TASK INSTRUCTIONS ▸ Which lines of the records contain the word "roadside"? Select each of them and copy it out, treating uppercase and lowercase as different.

═══ EXERCISE MATERIAL ═══

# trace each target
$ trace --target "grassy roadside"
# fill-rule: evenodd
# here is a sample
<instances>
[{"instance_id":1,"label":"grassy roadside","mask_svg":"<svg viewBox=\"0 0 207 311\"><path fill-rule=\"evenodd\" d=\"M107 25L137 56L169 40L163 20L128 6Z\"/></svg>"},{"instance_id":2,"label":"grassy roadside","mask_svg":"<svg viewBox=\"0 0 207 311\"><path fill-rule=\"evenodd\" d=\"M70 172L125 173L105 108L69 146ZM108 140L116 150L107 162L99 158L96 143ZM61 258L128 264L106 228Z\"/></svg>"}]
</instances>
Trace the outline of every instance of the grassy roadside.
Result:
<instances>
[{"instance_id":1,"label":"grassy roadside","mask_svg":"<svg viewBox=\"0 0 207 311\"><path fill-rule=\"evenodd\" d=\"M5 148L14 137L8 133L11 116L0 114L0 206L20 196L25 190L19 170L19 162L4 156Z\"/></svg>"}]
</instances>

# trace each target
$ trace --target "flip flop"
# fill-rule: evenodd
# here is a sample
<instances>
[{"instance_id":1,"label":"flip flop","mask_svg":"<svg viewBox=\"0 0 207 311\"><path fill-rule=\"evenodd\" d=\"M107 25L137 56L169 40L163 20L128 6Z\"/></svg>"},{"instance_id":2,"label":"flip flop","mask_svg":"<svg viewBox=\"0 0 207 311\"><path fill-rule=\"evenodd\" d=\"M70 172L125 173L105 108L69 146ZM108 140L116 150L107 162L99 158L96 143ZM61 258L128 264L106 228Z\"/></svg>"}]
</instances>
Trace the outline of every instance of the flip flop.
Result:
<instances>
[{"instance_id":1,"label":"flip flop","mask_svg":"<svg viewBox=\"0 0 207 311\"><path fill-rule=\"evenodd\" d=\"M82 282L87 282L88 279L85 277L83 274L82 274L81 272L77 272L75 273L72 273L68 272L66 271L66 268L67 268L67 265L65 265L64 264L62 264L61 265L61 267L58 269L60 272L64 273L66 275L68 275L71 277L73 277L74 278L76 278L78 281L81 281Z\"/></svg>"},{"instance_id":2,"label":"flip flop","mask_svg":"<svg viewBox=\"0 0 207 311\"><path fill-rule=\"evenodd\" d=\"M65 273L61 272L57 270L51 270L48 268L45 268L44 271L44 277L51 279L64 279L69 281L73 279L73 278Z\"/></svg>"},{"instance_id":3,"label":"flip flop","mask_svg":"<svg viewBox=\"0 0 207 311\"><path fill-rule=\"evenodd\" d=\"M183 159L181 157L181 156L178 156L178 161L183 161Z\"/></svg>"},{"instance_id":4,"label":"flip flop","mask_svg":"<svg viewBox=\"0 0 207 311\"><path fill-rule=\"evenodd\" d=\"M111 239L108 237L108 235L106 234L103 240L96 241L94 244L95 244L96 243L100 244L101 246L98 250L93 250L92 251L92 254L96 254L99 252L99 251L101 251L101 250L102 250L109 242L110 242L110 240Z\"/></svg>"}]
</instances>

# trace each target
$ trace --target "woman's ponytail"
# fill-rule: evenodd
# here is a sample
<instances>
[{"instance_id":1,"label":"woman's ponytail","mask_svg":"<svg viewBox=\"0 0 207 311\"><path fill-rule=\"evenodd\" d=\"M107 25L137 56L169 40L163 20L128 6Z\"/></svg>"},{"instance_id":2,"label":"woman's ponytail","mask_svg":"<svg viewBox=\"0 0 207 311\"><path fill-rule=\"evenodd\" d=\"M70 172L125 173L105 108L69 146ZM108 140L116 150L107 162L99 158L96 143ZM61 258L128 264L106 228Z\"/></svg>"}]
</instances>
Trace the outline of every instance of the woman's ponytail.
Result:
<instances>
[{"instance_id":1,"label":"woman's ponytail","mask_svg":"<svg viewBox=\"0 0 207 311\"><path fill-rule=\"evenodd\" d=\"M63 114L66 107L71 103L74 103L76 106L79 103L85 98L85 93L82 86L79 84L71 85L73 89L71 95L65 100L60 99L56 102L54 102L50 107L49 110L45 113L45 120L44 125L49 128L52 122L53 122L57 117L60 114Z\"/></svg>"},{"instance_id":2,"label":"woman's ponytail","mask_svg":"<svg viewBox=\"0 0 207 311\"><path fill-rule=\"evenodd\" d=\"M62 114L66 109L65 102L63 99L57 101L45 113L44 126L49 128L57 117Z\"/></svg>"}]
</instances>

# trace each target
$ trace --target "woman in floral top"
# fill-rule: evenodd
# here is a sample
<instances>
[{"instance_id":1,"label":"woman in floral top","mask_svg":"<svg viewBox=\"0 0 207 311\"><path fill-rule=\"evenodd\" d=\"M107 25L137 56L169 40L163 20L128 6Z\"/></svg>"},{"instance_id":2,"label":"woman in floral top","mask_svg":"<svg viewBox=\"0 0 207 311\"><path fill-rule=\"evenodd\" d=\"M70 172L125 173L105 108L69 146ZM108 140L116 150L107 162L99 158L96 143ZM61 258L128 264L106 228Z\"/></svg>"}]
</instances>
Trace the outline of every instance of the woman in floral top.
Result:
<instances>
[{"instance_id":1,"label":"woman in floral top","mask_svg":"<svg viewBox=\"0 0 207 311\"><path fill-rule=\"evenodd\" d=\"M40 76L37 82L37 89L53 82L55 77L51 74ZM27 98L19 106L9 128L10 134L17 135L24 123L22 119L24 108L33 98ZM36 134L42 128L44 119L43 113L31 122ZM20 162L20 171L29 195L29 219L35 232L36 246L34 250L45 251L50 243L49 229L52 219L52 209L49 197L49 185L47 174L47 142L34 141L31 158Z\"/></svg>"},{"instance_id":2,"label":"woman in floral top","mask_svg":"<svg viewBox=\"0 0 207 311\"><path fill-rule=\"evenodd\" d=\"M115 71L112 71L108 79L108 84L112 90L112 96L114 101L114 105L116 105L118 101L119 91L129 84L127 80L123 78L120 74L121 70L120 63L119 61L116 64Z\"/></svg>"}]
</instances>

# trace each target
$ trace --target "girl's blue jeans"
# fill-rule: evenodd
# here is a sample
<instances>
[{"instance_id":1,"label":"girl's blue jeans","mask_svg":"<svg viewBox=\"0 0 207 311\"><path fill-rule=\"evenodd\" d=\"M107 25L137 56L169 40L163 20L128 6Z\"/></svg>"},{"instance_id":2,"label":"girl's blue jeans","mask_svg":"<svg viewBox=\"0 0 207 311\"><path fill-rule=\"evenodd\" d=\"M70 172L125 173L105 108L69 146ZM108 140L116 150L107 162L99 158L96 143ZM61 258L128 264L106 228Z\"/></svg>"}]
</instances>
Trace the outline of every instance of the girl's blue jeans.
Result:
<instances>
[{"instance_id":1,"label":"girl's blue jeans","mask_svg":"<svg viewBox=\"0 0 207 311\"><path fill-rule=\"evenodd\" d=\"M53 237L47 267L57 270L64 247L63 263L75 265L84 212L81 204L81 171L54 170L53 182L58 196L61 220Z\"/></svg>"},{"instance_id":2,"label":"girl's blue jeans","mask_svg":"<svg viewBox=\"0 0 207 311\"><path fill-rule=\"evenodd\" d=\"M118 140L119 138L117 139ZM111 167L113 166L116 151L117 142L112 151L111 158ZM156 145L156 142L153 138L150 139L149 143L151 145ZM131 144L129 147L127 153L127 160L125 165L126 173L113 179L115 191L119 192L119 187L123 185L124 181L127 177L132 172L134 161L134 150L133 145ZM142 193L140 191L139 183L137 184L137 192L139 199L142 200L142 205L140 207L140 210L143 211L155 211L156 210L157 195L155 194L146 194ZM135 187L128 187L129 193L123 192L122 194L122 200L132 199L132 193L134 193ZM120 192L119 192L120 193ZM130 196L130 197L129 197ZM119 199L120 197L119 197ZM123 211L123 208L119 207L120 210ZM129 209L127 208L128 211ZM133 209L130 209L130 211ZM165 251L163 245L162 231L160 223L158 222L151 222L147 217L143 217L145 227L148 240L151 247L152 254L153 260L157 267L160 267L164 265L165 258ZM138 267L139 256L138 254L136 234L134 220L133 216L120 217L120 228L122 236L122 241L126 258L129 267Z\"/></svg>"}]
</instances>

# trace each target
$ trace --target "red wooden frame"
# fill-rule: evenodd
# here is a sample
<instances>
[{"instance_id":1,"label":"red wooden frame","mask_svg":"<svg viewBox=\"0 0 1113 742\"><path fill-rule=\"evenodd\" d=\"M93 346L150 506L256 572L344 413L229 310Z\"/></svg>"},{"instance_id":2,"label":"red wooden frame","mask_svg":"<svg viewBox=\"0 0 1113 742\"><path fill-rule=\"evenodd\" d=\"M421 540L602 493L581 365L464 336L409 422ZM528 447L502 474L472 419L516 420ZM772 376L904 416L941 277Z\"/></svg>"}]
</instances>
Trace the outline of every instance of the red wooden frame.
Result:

═══

OUTPUT OF THE EXERCISE ▸
$ trace --target "grassy roadside"
[{"instance_id":1,"label":"grassy roadside","mask_svg":"<svg viewBox=\"0 0 207 311\"><path fill-rule=\"evenodd\" d=\"M107 25L137 56L169 40L163 20L128 6Z\"/></svg>"},{"instance_id":2,"label":"grassy roadside","mask_svg":"<svg viewBox=\"0 0 207 311\"><path fill-rule=\"evenodd\" d=\"M70 172L125 173L105 108L69 146ZM108 140L116 150L107 162L99 158L96 143ZM61 258L128 264L106 228Z\"/></svg>"}]
Trace the outline of every instance of the grassy roadside.
[{"instance_id":1,"label":"grassy roadside","mask_svg":"<svg viewBox=\"0 0 207 311\"><path fill-rule=\"evenodd\" d=\"M5 148L14 137L8 133L11 116L0 114L0 206L20 196L25 190L19 170L19 162L4 156Z\"/></svg>"}]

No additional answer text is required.